Without dropping or altering a single word, give the listing again.

> _Data records_:

■ ■ ■

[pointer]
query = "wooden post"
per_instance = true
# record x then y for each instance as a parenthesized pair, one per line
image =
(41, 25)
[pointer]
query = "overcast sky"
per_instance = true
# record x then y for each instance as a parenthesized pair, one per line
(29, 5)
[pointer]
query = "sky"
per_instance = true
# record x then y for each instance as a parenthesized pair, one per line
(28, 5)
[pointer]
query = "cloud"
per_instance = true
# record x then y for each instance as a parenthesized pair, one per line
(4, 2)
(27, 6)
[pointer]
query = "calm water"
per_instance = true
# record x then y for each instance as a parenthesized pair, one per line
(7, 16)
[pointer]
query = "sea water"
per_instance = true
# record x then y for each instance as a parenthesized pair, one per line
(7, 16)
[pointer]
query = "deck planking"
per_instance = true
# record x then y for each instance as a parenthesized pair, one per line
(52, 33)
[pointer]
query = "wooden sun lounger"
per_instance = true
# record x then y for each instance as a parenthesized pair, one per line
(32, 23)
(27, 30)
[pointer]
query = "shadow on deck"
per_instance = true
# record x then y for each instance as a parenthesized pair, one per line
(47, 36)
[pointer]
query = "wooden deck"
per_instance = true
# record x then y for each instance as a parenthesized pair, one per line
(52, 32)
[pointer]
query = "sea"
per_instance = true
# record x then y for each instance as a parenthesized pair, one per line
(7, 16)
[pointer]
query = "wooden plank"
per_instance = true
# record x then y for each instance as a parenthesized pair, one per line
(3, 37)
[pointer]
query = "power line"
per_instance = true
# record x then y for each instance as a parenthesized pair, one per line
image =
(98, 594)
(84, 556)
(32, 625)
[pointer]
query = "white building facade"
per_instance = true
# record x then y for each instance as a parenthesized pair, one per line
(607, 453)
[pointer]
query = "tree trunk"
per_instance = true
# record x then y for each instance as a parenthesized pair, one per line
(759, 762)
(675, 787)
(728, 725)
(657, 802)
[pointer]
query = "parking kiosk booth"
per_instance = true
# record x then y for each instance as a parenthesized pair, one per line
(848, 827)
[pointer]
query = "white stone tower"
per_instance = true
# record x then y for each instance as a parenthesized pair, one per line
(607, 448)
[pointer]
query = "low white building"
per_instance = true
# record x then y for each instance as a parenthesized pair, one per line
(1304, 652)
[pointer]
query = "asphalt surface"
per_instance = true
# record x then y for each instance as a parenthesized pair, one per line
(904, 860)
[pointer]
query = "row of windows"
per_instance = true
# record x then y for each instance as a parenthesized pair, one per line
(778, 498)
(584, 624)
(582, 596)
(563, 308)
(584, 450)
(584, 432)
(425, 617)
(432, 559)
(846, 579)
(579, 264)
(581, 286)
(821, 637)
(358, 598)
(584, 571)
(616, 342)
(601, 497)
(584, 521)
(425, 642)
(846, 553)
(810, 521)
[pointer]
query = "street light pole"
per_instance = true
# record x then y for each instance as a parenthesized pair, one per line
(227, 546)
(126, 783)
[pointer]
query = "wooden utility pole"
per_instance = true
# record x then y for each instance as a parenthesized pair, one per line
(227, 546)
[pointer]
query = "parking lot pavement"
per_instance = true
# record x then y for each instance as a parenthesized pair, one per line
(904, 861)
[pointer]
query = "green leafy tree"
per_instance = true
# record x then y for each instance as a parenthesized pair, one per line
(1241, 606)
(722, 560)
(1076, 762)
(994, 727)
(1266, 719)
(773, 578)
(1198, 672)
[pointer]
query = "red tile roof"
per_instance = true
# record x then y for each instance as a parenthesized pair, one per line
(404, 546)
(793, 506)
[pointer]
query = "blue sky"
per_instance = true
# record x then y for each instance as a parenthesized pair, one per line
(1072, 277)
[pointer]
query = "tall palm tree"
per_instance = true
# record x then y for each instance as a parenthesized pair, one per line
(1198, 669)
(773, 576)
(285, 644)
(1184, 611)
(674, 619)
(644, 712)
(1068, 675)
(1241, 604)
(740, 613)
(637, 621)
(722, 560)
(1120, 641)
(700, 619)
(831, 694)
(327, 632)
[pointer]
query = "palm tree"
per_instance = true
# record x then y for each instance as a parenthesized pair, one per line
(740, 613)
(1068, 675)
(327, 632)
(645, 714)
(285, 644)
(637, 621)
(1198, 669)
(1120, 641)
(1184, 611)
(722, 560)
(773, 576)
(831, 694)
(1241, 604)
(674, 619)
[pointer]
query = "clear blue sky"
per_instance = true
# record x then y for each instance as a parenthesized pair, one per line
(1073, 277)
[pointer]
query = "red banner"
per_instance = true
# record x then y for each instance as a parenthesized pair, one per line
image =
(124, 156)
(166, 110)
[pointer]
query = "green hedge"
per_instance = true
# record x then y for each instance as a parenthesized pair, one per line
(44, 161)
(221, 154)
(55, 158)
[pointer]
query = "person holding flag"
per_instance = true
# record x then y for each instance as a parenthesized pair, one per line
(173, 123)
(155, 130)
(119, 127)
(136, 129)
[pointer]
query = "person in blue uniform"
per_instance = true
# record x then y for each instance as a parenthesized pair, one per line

■ ■ ■

> _Answer for the task_:
[pointer]
query = "wooden post"
per_instance = true
# record x then y for each instance as a parenthesized pair, one per line
image =
(41, 25)
[pointer]
query = "overcast sky"
per_instance = true
# record x then y for each instance as a parenthesized pair, one per line
(29, 5)
[pointer]
query = "sky"
per_instance = true
# record x then y for each instance as a parenthesized pair, one per line
(28, 5)
[pointer]
query = "cloud"
per_instance = true
# record x then y for each instance as a parenthesized pair, one per line
(4, 2)
(27, 6)
[pointer]
query = "calm water"
per_instance = true
# record x then y for each instance as a parenthesized pair, one per line
(7, 16)
[pointer]
query = "sea water"
per_instance = true
# record x then y for each instance as a parenthesized pair, one per line
(7, 16)
[pointer]
query = "deck planking"
per_instance = true
# record x then y for each instance as a parenthesized pair, one per line
(52, 33)
[pointer]
query = "wooden sun lounger"
per_instance = true
# record x then y for each instance as a parenthesized pair, one per line
(32, 23)
(27, 30)
[pointer]
query = "shadow on deck"
per_instance = true
# record x then y for each instance as a parenthesized pair, one per line
(47, 36)
[pointer]
query = "wooden deck"
per_instance = true
# record x then y for each instance as a parenthesized pair, one per line
(52, 32)
[pointer]
query = "sea"
per_instance = true
# record x then y for each instance as a parenthesized pair, one per line
(7, 16)
[pointer]
query = "wooden plank"
per_instance = true
# record x then y for each instance as a parenthesized pair, one per line
(3, 37)
[pointer]
query = "power line"
per_instance = true
# record x then y for each instance as a parenthesized pair, one per line
image =
(98, 594)
(84, 556)
(32, 625)
[pointer]
query = "white building facade"
per_instance = true
# record x then y for each instance as a parenthesized pair, one per line
(607, 453)
[pointer]
query = "tree trunk"
per_instance = true
# record x then y for each instance as a parenthesized pair, one per line
(759, 762)
(675, 787)
(728, 725)
(657, 802)
[pointer]
query = "parking kiosk booth"
per_instance = true
# record x then y for each instance as a parenthesized pair, one per line
(848, 827)
[pointer]
query = "white stone tower"
per_instance = true
# record x then y for each instance as a parenthesized pair, one per line
(607, 448)
[pointer]
query = "low white building"
per_instance = true
# record x then y for each instance as a parenthesized pair, one per line
(1304, 652)
[pointer]
query = "asphalt surface"
per_instance = true
# record x then y for each instance as a parenthesized pair, one per line
(904, 860)
[pointer]
query = "row of windows"
per_instance = true
# record x then y for each instance as a parenthesized pair, one per line
(778, 498)
(584, 624)
(582, 596)
(563, 308)
(584, 450)
(584, 432)
(425, 617)
(432, 559)
(846, 579)
(579, 264)
(581, 286)
(821, 637)
(358, 598)
(584, 571)
(616, 342)
(601, 497)
(584, 521)
(425, 642)
(846, 553)
(810, 521)
[pointer]
query = "street light pole"
per_instance = true
# record x then y for each instance as a parenthesized pair, one per line
(227, 546)
(126, 783)
[pointer]
query = "wooden utility pole"
per_instance = true
# record x then y for each instance as a parenthesized pair, one per line
(227, 546)
[pointer]
query = "parking lot pavement"
per_instance = true
# record x then y for each instance as a parenthesized pair, one per line
(904, 861)
[pointer]
query = "green leafy tree"
per_instance = true
# record x then y for each instance as a parenthesized pair, one per line
(1241, 606)
(722, 560)
(1076, 762)
(994, 727)
(1266, 719)
(773, 578)
(1198, 672)
[pointer]
query = "red tile roof"
per_instance = true
# record x then y for each instance as a parenthesized pair, one per line
(404, 546)
(793, 506)
[pointer]
query = "blue sky"
per_instance = true
# record x then y for each instance as a parenthesized pair, one per line
(1072, 277)
[pointer]
query = "tall palm tree"
per_instance = true
# record x then y for each instance as a parenthesized pair, one per line
(1198, 669)
(773, 576)
(285, 644)
(1184, 611)
(674, 619)
(644, 712)
(1068, 675)
(1241, 604)
(740, 613)
(637, 621)
(722, 560)
(1120, 641)
(700, 619)
(831, 694)
(327, 632)
[pointer]
query = "palm tree"
per_instance = true
# record x then y for each instance as a parenthesized pair, one per line
(740, 613)
(1068, 675)
(327, 632)
(645, 714)
(285, 644)
(637, 621)
(1198, 669)
(1120, 641)
(1184, 611)
(722, 560)
(773, 576)
(831, 694)
(1241, 604)
(674, 619)
[pointer]
query = "clear blue sky"
per_instance = true
# record x then y for each instance as a parenthesized pair, one per line
(1073, 277)
[pointer]
query = "red banner"
per_instance = true
# record x then y for each instance as a parenthesized pair, one per line
image =
(124, 156)
(166, 110)
[pointer]
query = "green hedge"
per_instance = true
# record x then y for each instance as a parenthesized pair, one per line
(44, 161)
(221, 154)
(55, 158)
[pointer]
query = "person holding flag"
per_instance = true
# record x then y for each instance as a parenthesized pair, one per line
(173, 123)
(155, 130)
(119, 127)
(136, 129)
[pointer]
query = "person in blue uniform"
per_instance = true
# record x then y for each instance as a parenthesized pair, one per line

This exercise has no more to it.